Data excerpts »
########

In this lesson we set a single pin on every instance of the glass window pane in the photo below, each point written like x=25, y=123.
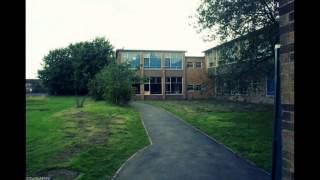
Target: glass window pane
x=146, y=62
x=167, y=62
x=190, y=65
x=176, y=63
x=179, y=79
x=155, y=61
x=190, y=87
x=146, y=87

########

Work instruction » Reprint every record exactly and skip the pictures.

Answer space »
In this lesson we set a single pin on every instance of the glass window pane in the photo below, each point written like x=25, y=123.
Target: glass window pane
x=146, y=62
x=167, y=62
x=190, y=65
x=176, y=63
x=179, y=79
x=155, y=61
x=190, y=87
x=146, y=87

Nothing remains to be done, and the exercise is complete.